YOUR ASSIGNMENT: From the article on hiring a caregiver, list the situations given under the heading "When you may need a caregiver."
** PASSAGE TO READ follows **
Why you may need a caregiver sooner, rather than later

Just what exactly is a “caregiver” and how can they help an elderly loved one and your family?

These days the term caregiver is batted around, particularly as the population of this nation begins to age. There are now millions of people over 65 among us, and they’re living longer.

But how can one care for them once they can no longer care for themselves?

A caregiver is a trained professional who specifically takes care of the elderly, most often in the elderly’s home or the family’s home.

So, let’s look at when you might need a caregiver and what they can offer.

When you may need a caregiver

• For short periods of time. Or on an as-needed basis, to help maintain the senior’s independence, if an existing caregiver is on leave, someone needs help with a medical visit, or the senior’s children need to travel or are away from home. There are many reasons as you can imagine.

• For extended time periods. It could be for a few hours a day each week, or for a few weeks or more, or for care requiring recurring tasks each week or each month.

• For around-the-clock care. This is especially for seniors who are not mobile or have chronic illnesses.

What can home caregivers offer?

 Help with daily activities. An older person who could be “slowing down” and needs some support at home is the ideal candidate for a home caregiver.

The objective is to maintain independence for the senior in his or her own home environment. Being in familiar surroundings is critical for elderly happiness.

• To give an existing caregiver a break, called “respite care.” Caregiving is hard work and often emotional work.

Giving a caregiver a break is a great way to let them “recharge,” while bringing in someone for a day or two (or longer) to help out.

This could allow the caregiver to address personal issues, visit friends or family, or even have a holiday.

• Filling in after the loss of a spouse. When a spouse dies, this can be a tough time for the senior and family. He or she could be alone now and needs help around the clock, or could just feel lonely, or both.

Children perhaps are not prepared to address this situation and home caregivers can help.
** End of PASSAGE TO READ **
** DATA SUPPLIED follows **
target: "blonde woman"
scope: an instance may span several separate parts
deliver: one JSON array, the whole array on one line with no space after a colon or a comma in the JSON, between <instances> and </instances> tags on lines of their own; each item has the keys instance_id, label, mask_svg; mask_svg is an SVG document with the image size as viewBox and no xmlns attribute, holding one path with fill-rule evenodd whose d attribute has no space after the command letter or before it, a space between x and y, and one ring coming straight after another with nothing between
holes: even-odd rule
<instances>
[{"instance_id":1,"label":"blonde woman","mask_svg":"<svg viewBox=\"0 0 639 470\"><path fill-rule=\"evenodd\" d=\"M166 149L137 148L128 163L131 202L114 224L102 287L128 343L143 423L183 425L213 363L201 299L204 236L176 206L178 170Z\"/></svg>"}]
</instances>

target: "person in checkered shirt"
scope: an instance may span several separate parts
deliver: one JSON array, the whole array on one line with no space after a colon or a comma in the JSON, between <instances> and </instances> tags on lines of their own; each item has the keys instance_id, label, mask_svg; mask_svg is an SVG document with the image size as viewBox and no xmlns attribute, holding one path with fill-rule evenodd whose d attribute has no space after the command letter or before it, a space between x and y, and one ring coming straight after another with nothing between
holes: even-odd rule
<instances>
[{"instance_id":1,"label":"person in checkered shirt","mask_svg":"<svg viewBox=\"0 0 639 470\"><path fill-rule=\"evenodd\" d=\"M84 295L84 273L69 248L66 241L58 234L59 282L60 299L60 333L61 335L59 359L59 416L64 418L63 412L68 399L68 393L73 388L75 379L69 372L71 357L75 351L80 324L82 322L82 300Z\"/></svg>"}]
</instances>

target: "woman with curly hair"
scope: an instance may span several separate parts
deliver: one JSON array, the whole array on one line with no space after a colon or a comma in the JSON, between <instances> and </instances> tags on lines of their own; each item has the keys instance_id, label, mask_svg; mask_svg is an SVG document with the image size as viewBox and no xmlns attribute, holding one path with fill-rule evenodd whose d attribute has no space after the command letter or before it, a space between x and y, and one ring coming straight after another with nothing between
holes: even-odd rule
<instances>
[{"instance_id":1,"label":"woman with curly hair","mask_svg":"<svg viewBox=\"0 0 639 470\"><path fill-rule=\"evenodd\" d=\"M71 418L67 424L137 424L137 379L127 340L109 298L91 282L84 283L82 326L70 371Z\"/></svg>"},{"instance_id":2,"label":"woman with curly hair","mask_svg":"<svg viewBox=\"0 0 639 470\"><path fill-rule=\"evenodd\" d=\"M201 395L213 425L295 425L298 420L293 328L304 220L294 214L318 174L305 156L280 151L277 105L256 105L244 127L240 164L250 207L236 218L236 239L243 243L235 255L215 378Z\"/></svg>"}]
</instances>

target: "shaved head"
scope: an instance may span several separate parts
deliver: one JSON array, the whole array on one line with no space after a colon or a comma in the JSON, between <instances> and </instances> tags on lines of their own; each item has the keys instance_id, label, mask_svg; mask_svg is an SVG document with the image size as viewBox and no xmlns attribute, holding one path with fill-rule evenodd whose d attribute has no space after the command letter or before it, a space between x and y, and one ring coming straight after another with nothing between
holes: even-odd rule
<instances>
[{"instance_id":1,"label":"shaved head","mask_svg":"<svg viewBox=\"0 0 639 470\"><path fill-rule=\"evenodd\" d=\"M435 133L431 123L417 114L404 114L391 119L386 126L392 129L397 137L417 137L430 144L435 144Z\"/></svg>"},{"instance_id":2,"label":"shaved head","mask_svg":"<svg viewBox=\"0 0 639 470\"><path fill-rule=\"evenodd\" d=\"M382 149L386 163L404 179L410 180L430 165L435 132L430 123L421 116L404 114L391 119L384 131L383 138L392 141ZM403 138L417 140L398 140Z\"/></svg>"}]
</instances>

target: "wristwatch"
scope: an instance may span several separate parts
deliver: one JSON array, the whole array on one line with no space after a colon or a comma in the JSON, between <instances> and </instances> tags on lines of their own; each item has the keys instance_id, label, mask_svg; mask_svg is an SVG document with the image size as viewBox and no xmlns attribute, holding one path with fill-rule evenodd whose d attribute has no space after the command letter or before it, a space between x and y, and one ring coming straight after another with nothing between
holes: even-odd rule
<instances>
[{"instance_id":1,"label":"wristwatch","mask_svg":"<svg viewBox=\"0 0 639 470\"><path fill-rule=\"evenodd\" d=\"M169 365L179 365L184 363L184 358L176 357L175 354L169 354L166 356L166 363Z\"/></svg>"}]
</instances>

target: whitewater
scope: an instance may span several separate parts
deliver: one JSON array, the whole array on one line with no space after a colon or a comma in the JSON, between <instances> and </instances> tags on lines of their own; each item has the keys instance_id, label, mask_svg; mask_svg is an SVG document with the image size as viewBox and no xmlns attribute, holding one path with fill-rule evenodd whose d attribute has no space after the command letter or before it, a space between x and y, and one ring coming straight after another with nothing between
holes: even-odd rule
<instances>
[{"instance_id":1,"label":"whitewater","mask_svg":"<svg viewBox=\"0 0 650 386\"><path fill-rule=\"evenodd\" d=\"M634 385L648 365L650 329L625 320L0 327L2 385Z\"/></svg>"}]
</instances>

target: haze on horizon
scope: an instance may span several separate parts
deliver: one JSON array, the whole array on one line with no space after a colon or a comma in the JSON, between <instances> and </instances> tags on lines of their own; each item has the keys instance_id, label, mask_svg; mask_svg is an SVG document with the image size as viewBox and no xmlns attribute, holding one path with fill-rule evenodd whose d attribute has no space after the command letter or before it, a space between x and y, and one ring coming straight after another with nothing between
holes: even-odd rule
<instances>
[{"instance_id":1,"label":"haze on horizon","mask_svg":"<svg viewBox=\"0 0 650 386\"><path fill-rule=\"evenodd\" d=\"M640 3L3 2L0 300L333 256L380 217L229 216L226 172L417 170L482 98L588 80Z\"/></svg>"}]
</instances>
** End of DATA SUPPLIED **
OUTPUT OF THE EXERCISE:
- For short periods of time
- For extended time periods
- For around-the-clock care